▶ **TASK INSTRUCTIONS**
Reproduce all entries verbatim, with nothing added or dropped.
= Beginning of Section =
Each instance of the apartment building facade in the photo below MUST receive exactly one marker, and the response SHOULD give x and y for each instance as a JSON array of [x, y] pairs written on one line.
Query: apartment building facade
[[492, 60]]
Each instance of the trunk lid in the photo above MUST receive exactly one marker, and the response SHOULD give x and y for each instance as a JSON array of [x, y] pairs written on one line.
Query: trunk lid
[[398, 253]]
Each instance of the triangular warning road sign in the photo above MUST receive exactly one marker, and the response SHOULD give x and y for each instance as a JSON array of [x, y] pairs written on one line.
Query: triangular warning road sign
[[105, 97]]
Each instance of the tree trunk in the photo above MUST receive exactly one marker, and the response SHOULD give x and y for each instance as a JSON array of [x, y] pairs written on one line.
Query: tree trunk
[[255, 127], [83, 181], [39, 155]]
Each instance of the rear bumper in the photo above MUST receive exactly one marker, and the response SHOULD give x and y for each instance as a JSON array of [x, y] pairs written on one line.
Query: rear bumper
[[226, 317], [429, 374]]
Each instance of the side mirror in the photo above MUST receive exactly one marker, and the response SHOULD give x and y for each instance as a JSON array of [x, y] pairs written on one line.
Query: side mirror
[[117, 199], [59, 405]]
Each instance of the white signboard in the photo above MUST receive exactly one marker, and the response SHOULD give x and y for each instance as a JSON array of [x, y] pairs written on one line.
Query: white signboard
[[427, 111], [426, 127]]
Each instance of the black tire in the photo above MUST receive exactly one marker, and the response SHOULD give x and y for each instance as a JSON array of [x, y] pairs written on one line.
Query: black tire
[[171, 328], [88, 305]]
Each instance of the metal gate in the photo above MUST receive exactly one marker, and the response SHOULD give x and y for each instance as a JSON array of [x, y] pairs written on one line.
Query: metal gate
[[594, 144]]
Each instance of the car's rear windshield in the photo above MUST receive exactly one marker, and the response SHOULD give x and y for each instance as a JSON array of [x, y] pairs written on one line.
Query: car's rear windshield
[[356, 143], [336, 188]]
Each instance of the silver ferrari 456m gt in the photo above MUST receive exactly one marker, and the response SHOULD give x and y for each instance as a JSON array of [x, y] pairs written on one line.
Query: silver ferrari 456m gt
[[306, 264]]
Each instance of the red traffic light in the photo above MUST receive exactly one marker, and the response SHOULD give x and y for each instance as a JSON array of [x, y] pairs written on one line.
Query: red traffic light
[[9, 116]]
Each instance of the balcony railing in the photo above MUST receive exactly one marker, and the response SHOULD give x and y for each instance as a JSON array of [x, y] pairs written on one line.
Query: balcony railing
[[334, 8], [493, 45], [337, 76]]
= End of Section =
▶ **ANSWER BOX**
Each instance of the apartment building facade in the photo below MUST receive exactly one marker, and the response SHOULD give x and y for each instance as a JSON array of [x, y] pairs written on one line.
Query: apartment building facade
[[492, 60]]
Each instance of the trunk lid in the photo above MUST receive exactly one marker, and the response SHOULD give x and y for each instance as a JSON array of [x, y] pairs written on one line.
Query: trunk lid
[[398, 253]]
Each instance of the triangular warning road sign in the photo above MUST receive exactly one marker, and the response SHOULD give x and y for each instance as a JSON array of [x, y] pairs written on one line.
Query: triangular warning road sign
[[105, 97]]
Each instance of the tree trunk in the photo above MUST receive exactly one marker, and the response SHOULD give x and y for each instance as a JSON array of [x, y] pairs written on one line.
Query: tree trunk
[[255, 127], [83, 181], [39, 155]]
Each instance of the rear bumper in the photo above MUST receive exactly one marker, and the response SHOULD give x and y for each instance as a JSON array of [x, y] pairs written on one line.
Query: rear bumper
[[226, 317], [429, 374]]
Each instance of the side mirror in the photo above MUST receive exactly one marker, and the response SHOULD give x and y for each instance as a JSON array of [x, y] pairs written on one line.
Query: side mirror
[[117, 199], [59, 405]]
Each instance of the white signboard in the photo above MUST receive exactly one marker, and the response SHOULD give x and y for each instance as a JSON array of [x, y] pairs written on one line.
Query: white signboard
[[427, 111], [426, 127]]
Each instance of the black tire in the photo above MUST receive exactly one marker, and the response SHOULD give x and y for each instance as a JSON array of [x, y] pairs written on one line.
Query: black tire
[[171, 328], [88, 305]]
Each instance of the metal gate in the photo above MUST receive exactly one marker, and the response SHOULD give x and y for each instance as a JSON array of [x, y] pairs written on one line.
Query: metal gate
[[594, 144]]
Each instance of the car's rear windshield in the photo above MUST receive exactly one marker, and the response SHOULD give x and y for each instance as a JSON array of [x, y] pairs written on one line.
Query: car's rear windshield
[[356, 143], [336, 188]]
Each instance of the silver ferrari 456m gt in the photo above MUST receive exactly one marker, and the response SHOULD give x and y for each instance as a JSON array of [x, y] pairs written on one line.
Query: silver ferrari 456m gt
[[306, 264]]
Each instance of the red traffic light in the photo above MUST receive exactly one marker, and the response SHOULD give x and y for each instance as a JSON array of [x, y] pairs written on one line.
Query: red traffic light
[[9, 116]]
Each instance of the balcony railing in the photo above MUST receive exactly one marker, and the response SHOULD give x and y for each instance as a JSON array of [x, y] pairs written on one line.
Query: balcony railing
[[334, 8], [493, 45], [337, 76]]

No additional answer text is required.